Texte proposé:
* * * * * * *
XXXV. César prévoyait bien qu’il en serait de ce combat comme de ceux des jours précédents, et que, s’il repoussait les ennemis, ils échapperaient aisément aux dangers de leur défaite. Cependant il prit environ trente chevaux que l’Atrébate Commios, dont il a été déjà parlé, avait menés avec lui, et rangea les légions en bataille à la tête du camp. Le combat engagé, les ennemis ne purent soutenir longtemps le choc de nos soldats, et prirent la fuite. On les poursuivit aussi loin qu’on eut de vitesse et de force, et on en tua un grand nombre. Les légions rentrèrent ensuite dans le camp, après avoir tout détruit et brûlé sur une grande étendue de terrain.
* * * * * * *
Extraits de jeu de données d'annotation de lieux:

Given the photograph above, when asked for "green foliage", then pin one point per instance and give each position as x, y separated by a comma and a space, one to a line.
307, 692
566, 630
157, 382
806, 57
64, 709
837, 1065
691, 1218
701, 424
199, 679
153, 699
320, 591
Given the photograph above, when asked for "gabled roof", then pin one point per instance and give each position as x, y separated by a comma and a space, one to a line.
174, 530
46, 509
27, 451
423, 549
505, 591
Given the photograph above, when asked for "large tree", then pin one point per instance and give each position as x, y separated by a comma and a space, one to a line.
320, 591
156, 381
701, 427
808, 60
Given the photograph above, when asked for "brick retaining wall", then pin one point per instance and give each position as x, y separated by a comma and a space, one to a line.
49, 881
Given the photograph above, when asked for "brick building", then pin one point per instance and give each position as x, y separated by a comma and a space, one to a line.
* * * * * * *
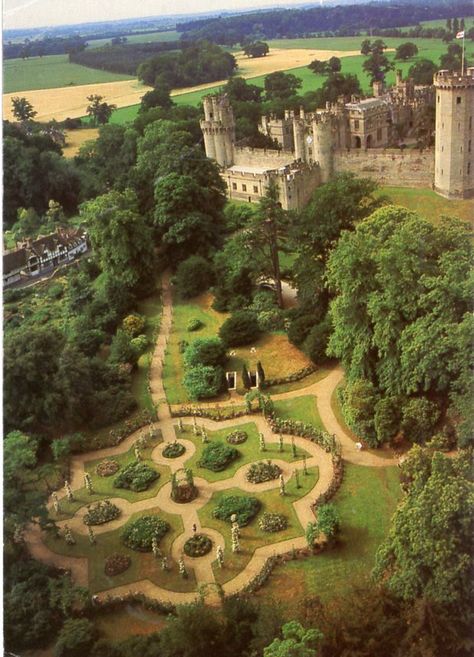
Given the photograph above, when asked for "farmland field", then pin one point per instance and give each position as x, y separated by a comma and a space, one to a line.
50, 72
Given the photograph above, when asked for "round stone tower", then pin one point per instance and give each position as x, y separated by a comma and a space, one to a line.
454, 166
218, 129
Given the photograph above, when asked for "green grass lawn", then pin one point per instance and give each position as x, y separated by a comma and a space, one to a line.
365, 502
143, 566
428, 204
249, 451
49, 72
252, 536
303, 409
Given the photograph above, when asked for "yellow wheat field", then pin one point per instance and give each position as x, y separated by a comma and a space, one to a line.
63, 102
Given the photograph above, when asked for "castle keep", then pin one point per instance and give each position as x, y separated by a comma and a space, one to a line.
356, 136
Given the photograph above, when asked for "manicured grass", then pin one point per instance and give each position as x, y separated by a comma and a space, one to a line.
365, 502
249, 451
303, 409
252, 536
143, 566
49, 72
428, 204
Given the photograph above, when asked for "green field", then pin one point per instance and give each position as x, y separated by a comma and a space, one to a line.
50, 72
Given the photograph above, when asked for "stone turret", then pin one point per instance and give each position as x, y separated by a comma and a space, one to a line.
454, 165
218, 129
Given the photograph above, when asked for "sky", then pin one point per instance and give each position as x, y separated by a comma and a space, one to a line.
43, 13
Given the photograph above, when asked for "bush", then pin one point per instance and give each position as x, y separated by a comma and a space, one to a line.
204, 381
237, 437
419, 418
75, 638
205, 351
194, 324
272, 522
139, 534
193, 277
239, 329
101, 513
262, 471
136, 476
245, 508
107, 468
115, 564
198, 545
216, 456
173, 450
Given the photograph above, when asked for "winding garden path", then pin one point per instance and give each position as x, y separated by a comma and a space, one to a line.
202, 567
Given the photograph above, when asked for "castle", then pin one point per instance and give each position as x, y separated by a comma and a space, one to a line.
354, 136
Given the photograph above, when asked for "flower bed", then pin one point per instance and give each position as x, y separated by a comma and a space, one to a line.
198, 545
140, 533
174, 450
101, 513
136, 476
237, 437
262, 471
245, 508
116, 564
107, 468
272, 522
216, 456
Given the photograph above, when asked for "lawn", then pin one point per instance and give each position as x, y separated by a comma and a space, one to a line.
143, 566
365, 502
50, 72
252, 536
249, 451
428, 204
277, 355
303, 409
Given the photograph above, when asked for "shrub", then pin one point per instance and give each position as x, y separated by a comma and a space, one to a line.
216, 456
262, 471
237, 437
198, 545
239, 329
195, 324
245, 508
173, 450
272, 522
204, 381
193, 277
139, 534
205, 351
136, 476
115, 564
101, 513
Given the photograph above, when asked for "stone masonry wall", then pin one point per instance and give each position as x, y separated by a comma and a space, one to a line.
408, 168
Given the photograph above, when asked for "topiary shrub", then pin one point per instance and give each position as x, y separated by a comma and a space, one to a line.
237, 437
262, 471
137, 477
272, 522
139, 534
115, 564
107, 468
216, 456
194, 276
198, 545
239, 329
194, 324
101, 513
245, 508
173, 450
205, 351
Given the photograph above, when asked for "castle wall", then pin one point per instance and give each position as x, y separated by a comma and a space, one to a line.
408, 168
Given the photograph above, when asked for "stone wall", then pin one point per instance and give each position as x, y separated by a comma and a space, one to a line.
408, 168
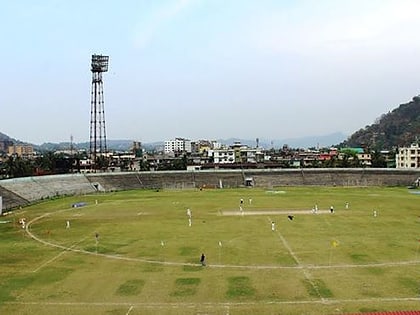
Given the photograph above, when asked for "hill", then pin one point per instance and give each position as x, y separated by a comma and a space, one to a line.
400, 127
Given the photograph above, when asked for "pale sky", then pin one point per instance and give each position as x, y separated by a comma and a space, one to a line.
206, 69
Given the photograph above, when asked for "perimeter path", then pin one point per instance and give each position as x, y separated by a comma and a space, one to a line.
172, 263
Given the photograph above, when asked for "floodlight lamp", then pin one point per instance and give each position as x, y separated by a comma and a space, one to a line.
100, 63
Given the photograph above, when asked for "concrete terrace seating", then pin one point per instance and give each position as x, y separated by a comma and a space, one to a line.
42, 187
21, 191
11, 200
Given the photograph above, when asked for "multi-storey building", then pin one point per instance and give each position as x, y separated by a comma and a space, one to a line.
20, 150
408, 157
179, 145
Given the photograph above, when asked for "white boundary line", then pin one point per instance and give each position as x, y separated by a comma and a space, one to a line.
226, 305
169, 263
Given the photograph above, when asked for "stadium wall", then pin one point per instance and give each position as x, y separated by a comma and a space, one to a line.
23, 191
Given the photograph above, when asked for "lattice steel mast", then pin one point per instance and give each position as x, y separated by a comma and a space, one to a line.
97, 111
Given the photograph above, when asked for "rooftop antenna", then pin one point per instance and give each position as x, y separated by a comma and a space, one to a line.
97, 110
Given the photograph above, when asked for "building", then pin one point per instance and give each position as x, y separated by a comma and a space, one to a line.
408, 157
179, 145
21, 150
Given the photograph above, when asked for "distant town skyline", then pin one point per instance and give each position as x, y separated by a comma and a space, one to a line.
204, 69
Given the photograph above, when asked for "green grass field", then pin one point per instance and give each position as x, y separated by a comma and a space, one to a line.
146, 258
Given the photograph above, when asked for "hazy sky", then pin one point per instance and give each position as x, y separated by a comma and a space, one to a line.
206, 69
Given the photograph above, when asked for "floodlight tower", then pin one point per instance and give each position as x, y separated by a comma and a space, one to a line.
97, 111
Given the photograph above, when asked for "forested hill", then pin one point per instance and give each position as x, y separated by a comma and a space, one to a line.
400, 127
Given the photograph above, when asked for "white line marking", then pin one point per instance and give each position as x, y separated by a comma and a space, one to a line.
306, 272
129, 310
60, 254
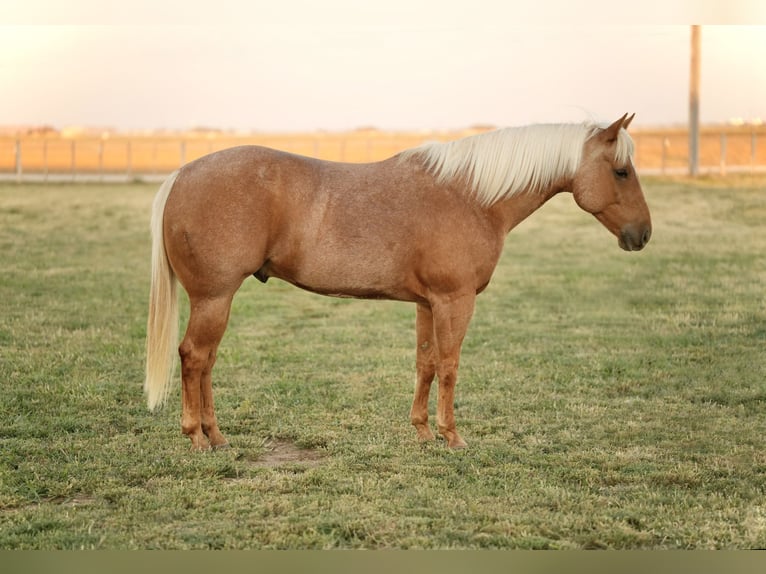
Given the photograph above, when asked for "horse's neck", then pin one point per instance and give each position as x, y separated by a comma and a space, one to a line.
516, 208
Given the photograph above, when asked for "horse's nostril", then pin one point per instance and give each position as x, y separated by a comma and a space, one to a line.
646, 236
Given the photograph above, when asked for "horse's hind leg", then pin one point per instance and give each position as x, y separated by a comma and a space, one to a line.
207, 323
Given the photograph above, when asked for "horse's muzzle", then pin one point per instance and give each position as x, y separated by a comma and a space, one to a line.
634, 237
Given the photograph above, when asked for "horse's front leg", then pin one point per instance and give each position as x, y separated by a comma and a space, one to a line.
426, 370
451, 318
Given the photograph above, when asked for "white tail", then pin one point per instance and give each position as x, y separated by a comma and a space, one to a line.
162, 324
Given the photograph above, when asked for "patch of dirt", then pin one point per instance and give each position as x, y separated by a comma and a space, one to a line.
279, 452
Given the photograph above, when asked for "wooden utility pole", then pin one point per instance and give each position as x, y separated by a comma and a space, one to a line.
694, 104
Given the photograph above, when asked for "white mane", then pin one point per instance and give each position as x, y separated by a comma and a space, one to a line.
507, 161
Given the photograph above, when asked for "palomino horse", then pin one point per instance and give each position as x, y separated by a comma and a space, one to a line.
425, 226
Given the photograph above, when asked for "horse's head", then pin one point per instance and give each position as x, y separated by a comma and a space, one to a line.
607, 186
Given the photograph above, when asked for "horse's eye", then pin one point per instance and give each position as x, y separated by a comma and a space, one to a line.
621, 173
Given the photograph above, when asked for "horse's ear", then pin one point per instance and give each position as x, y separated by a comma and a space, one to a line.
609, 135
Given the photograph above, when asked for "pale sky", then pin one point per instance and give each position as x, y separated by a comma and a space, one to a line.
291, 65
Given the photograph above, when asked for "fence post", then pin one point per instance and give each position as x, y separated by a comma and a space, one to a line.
* * * * * * *
Liste des tâches:
1. Dans le texte proposé, combien de chevaux César prend-il, et qui les avait amenés ?
2. Relevez tous les verbes conjugués au passé simple dans le texte proposé.
3. Poursuivez le texte proposé sur César et ses légions, à la suite de sa dernière phrase.

Réponses:
1. Environ trente chevaux, amenés par l'Atrébate Commios.

2. prit, rangea, purent, prirent, poursuivit, eut, tua, rentrèrent

3.
XXXVI. Le même jour, des députés, envoyés à César par l’ennemi, vinrent demander la paix. César doubla le nombre des otages qu’il leur avait demandés précédemment, et ordonna de les lui amener sur le continent, parce que le temps de l’équinoxe approchait et qu’il ne voulait point exposer à une navigation d’hiver des vaisseaux en mauvais état. Profitant d’un temps favorable, il leva l’ancre peu après minuit ; tous ses navires regagnèrent le continent sans le moindre dommage ; dans le nombre, deux vaisseaux de charge seulement ne purent aborder au même port que les autres, et furent portés un peu plus bas (7).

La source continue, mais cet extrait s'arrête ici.